* Task to complete *
Transcribe the passage on the history of Bournemouth in full, with no changes.
* BEGIN Selected extract *
In the 1840s the fields south of the road crossing (later Bournemouth Square) were drained and laid out with shrubberies and walks. Many of these paths including the 'Invalids walk' remain in the town today; forming part of the Pleasure Gardens which extend for several miles along the Bourne stream. The Pleasure Gardens were originally a series of garden walks created in the fields of the owners of the Branksome Estate in the 1860s. In the early 1870s all the fields were leased to the Bournemouth Commissioners by the freeholders. Parliament approved the Bournemouth Improvement Act in 1856. Under the Act, a board of Commissioners was established to build and organise the expanding infrastructure of the town, such as paving, sewers, drainage, street lighting and street cleaning.
During the late 19th century the town continued to develop. The Winter Gardens were finished in 1875 and the cast iron Bournemouth Pier was finished in 1880. The arrival of the railways allowed a massive growth of seaside and summer visits to the town, especially by visitors from the Midlands and London. In 1880 the town had a population of 17,000 people but by 1900, when railway connections were at their most developed to Bournemouth, the town's population had risen to 60,000. It was also during this period that the town became a favourite location for visiting artists and writers. The town was improved greatly during this period through the efforts of Sir Merton Russell-Cotes, the town's mayor and a local philanthropist. He helped establish the town's first library and museum. The Russell-Cotes Art Gallery & Museum was housed in his mansion and after his death it was given to the town.
* END Selected extract *
* BEGIN Records shown *
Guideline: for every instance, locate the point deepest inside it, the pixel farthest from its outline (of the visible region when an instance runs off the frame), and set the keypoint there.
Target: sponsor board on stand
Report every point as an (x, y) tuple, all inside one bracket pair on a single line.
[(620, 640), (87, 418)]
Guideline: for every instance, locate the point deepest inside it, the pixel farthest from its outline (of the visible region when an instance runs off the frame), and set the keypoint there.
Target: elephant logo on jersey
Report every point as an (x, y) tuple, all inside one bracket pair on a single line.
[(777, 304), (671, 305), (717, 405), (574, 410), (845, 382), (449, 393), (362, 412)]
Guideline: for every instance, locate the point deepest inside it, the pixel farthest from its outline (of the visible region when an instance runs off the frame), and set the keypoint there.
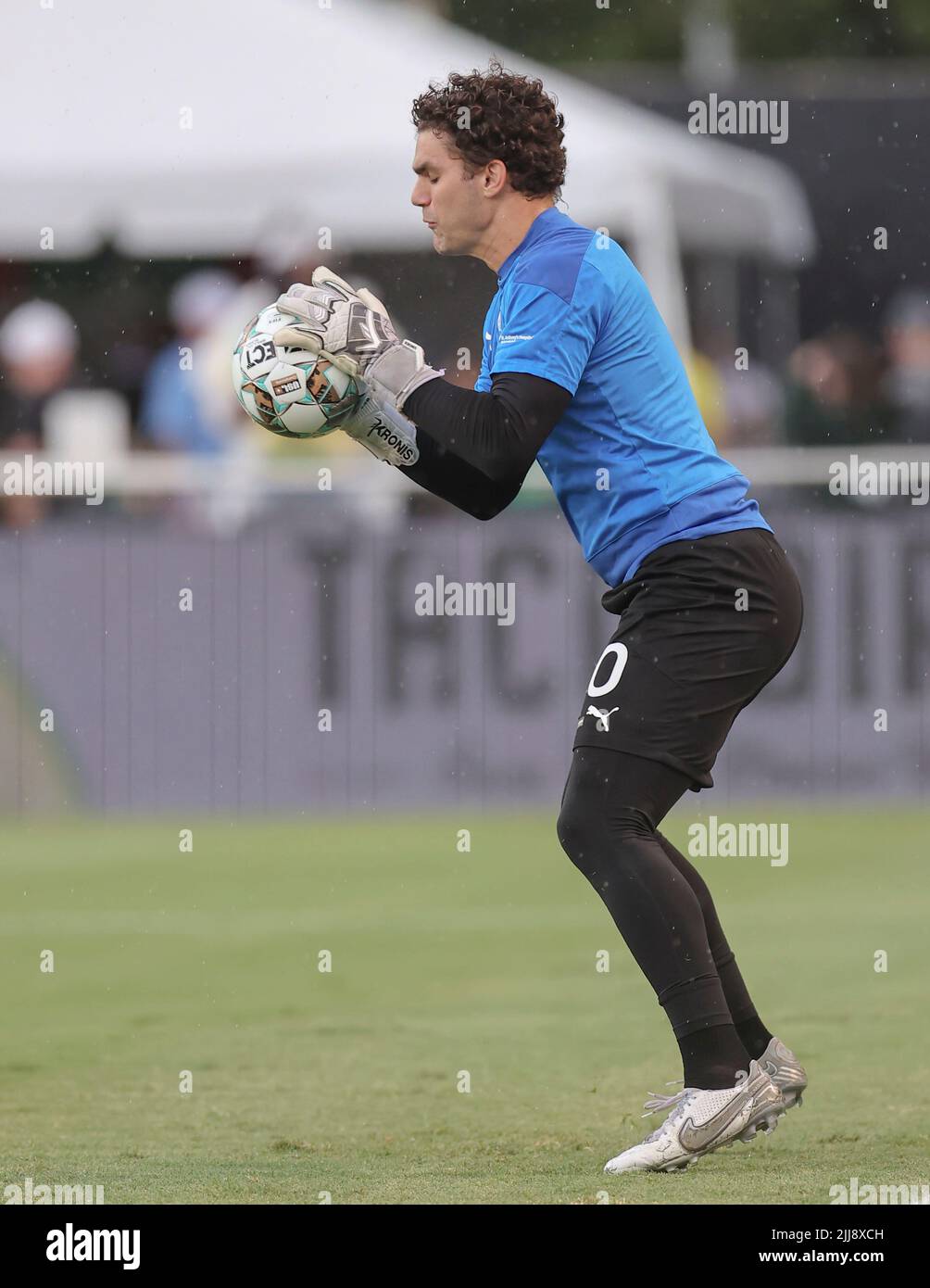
* END Records shown *
* Answer below *
In the 1840s the fields south of the road crossing (later Bournemouth Square) were drained and laid out with shrubberies and walks. Many of these paths including the 'Invalids walk' remain in the town today; forming part of the Pleasure Gardens which extend for several miles along the Bourne stream. The Pleasure Gardens were originally a series of garden walks created in the fields of the owners of the Branksome Estate in the 1860s. In the early 1870s all the fields were leased to the Bournemouth Commissioners by the freeholders. Parliament approved the Bournemouth Improvement Act in 1856. Under the Act, a board of Commissioners was established to build and organise the expanding infrastructure of the town, such as paving, sewers, drainage, street lighting and street cleaning.
During the late 19th century the town continued to develop. The Winter Gardens were finished in 1875 and the cast iron Bournemouth Pier was finished in 1880. The arrival of the railways allowed a massive growth of seaside and summer visits to the town, especially by visitors from the Midlands and London. In 1880 the town had a population of 17,000 people but by 1900, when railway connections were at their most developed to Bournemouth, the town's population had risen to 60,000. It was also during this period that the town became a favourite location for visiting artists and writers. The town was improved greatly during this period through the efforts of Sir Merton Russell-Cotes, the town's mayor and a local philanthropist. He helped establish the town's first library and museum. The Russell-Cotes Art Gallery & Museum was housed in his mansion and after his death it was given to the town.